Go's Constraints and Idioms Make AI Coding Better

From Vibe Coding to Vibe Engineering

Posted by Craig Johnston on Wednesday, February 4, 2026

Andrej Karpathy coined “vibe coding” in early 2025: “forget that the code even exists… I ‘Accept All’ always, I don’t read the diffs anymore.” Code becomes disposable, malleable, generated on demand. Karpathy vibe-coded a BPE tokenizer in Rust without deeply knowing Rust. For throwaway projects and weekend experiments, this works.

But Karpathy also proposed “vibe engineering” as the counterpart for production work: automated testing, planning, documentation, code review. Most teams struggle to bridge these two modes.

Language choice matters here. Go’s strong typing, enforced idioms, and tooling constrain AI output in useful ways.

The Language Determines the Outcome

Not all languages are equal for AI-assisted development. The constraints a language imposes determine whether you spend your time reviewing AI output or fixing it.

[Excerpts from a dataset]
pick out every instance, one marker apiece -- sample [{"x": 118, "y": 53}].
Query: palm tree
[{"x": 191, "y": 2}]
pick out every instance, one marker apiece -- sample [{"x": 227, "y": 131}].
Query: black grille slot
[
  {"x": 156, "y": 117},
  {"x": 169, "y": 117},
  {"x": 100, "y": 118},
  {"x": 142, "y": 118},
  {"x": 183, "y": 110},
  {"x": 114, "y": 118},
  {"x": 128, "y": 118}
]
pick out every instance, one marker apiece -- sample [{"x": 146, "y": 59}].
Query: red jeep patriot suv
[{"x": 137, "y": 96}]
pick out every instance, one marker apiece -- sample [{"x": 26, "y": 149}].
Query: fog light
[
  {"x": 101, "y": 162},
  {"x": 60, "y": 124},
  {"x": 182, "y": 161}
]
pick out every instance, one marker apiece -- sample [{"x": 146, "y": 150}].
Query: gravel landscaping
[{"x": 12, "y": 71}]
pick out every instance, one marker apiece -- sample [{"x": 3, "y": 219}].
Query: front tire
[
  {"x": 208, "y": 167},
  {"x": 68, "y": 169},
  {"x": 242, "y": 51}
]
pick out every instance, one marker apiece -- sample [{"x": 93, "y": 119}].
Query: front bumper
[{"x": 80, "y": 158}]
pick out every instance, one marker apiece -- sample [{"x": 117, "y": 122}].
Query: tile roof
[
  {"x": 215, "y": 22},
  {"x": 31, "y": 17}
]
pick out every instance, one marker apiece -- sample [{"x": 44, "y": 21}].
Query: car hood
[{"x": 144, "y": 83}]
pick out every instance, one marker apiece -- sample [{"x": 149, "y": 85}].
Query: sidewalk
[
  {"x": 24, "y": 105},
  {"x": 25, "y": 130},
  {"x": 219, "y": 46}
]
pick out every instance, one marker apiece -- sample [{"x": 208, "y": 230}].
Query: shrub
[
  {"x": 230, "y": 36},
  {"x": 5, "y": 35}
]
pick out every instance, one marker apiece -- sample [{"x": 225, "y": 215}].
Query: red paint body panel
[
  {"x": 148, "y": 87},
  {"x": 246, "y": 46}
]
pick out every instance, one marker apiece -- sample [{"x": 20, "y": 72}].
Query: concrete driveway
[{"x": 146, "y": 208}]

## PROMPT A
For the post on Go and AI coding, decide whether each statement agrees with it: (i) Karpathy coined "vibe coding" in early 2025; (ii) Karpathy vibe-coded a BPE tokenizer in Go; (iii) most teams find it easy to move between vibe coding and vibe engineering. Answer yes or no for each, quoting the words of the post that settle it.
## PROMPT B
Reproduce the part of the post on Go and AI coding that opens with the words containing "From Vibe Coding" and closes with "experiments, this works.", without changing anything.

## ANSWER SECTION A
(i) Yes: "Andrej Karpathy coined “vibe coding” in early 2025"
(ii) No: "Karpathy vibe-coded a BPE tokenizer in Rust without deeply knowing Rust."
(iii) No: "Most teams struggle to bridge these two modes."

## ANSWER SECTION B
From Vibe Coding to Vibe Engineering

Posted by Craig Johnston on Wednesday, February 4, 2026

Andrej Karpathy coined “vibe coding” in early 2025: “forget that the code even exists… I ‘Accept All’ always, I don’t read the diffs anymore.” Code becomes disposable, malleable, generated on demand. Karpathy vibe-coded a BPE tokenizer in Rust without deeply knowing Rust. For throwaway projects and weekend experiments, this works.